(begin)

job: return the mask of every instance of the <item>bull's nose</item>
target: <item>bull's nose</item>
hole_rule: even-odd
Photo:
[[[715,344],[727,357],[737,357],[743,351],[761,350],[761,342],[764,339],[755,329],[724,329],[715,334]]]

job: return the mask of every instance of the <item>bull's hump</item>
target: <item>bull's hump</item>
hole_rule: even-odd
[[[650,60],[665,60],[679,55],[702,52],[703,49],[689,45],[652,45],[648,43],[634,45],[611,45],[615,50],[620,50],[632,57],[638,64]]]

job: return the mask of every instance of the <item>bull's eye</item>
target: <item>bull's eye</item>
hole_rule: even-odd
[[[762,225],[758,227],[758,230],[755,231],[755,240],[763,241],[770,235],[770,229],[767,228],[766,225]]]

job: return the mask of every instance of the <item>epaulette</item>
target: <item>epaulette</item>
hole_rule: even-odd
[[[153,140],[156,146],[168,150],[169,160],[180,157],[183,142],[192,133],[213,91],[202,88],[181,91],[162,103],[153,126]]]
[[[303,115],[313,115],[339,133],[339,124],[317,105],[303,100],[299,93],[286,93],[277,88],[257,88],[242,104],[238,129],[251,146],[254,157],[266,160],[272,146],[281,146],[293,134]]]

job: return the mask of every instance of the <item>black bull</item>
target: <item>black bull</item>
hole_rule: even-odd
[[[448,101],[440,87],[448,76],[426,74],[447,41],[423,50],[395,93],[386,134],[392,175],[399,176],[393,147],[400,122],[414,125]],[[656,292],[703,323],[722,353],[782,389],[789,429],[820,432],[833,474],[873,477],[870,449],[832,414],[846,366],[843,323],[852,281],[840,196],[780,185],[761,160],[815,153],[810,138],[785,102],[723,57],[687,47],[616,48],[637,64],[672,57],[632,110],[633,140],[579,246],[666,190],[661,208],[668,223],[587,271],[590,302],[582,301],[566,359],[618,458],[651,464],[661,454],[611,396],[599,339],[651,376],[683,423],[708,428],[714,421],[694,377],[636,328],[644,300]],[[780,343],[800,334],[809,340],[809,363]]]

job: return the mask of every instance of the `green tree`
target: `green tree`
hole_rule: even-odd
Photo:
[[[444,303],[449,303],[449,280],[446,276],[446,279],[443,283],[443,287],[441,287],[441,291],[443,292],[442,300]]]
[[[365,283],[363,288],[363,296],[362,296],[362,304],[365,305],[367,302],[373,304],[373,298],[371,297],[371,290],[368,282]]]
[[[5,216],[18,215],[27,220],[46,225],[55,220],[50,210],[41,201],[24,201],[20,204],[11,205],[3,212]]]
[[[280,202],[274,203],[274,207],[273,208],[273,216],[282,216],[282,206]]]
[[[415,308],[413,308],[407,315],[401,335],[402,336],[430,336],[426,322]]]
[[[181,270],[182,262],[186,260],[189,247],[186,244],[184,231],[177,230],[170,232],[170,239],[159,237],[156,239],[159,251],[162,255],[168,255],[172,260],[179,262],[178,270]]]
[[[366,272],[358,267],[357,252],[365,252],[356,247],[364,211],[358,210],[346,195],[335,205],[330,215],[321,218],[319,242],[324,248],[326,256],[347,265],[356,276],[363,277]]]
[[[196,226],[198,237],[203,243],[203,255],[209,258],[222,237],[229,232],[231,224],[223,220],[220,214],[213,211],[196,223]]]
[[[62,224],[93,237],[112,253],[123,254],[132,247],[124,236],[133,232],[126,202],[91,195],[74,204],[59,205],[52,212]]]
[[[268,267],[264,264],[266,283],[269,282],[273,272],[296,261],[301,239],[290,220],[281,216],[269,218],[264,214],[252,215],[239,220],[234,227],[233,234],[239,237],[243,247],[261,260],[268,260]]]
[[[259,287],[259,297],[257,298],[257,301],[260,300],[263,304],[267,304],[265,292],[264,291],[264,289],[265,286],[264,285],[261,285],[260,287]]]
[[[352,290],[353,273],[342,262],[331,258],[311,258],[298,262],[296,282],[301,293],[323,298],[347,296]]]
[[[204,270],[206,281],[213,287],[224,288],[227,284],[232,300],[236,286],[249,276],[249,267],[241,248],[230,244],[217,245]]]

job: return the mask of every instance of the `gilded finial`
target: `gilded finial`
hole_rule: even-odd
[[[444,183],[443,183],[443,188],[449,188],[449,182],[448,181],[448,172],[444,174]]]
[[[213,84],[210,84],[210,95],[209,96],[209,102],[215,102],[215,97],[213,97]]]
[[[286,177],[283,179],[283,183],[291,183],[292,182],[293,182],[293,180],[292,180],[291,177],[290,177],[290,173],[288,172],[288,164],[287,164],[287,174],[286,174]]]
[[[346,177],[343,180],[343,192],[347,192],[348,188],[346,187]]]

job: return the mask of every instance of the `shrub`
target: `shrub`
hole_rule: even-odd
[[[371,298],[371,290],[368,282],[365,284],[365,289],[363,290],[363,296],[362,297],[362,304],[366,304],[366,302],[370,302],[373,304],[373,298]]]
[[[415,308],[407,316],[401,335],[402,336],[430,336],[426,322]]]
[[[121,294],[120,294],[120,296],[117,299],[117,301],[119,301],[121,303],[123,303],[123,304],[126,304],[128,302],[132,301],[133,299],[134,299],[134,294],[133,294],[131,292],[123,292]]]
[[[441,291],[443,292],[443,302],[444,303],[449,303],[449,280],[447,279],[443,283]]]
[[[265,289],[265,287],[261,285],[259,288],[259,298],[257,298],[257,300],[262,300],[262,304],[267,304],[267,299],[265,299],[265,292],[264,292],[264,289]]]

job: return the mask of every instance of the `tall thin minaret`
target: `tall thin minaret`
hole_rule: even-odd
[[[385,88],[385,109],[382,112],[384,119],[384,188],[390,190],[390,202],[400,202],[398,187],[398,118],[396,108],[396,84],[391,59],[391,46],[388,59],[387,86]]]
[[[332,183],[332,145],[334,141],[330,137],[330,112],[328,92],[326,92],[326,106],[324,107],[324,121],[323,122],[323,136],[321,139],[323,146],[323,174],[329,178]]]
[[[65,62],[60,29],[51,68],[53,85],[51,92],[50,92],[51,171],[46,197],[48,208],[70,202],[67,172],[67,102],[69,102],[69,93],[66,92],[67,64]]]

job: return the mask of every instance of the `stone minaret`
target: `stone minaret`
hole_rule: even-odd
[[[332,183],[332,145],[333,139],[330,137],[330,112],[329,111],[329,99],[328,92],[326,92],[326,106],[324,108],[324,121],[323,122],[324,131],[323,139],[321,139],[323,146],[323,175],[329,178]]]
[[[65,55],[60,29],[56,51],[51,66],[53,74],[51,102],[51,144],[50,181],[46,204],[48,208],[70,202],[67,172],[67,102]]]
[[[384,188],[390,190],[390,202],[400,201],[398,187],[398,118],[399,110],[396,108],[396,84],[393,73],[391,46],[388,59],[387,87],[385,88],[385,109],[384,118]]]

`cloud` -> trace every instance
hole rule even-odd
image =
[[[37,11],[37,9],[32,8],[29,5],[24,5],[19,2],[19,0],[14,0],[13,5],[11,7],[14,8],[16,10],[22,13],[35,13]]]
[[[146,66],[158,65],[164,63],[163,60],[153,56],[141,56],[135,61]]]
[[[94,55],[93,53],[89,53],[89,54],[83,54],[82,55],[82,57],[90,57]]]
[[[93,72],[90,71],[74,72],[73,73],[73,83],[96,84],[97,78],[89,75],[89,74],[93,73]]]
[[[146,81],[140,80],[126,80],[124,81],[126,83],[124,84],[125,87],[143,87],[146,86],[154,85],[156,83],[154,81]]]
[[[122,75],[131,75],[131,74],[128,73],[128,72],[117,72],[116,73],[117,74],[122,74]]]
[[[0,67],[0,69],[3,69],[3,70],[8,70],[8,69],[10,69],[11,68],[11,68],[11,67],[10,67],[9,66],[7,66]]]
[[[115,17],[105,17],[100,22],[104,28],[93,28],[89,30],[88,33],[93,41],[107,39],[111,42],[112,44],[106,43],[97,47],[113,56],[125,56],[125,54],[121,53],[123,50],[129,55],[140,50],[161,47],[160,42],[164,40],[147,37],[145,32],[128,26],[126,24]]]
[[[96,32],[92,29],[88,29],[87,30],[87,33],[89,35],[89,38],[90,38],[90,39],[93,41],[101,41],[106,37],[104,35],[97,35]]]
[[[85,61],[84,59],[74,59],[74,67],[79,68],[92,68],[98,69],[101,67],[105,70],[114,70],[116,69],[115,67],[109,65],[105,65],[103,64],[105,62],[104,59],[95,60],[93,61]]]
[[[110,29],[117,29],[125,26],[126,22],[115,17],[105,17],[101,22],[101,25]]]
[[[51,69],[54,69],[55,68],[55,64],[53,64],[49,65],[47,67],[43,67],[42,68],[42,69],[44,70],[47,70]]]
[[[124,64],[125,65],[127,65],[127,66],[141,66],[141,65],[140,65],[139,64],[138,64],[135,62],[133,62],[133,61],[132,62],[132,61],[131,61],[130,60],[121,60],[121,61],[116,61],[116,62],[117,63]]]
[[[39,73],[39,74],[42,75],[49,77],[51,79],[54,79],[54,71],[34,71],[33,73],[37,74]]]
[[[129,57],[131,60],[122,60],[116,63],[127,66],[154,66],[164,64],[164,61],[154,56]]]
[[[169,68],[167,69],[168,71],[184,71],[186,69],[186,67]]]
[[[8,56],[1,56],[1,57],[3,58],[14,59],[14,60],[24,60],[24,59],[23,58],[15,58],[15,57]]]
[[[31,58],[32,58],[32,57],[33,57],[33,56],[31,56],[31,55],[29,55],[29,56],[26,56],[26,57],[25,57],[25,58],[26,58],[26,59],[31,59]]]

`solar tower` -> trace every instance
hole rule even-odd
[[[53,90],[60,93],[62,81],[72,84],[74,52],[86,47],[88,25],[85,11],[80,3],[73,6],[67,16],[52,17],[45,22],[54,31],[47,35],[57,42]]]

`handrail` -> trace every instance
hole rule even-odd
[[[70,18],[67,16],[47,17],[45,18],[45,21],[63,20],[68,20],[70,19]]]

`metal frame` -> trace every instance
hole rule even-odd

(end)

## EXERCISE:
Find each line above that contains the word "minaret" and copy every such line out in full.

## RESULT OF THIS EXERCISE:
job: return the mask of every instance of the `tall thin minaret`
target: `tall thin minaret`
job: return the mask of every instance of the `stone minaret`
target: `stone minaret`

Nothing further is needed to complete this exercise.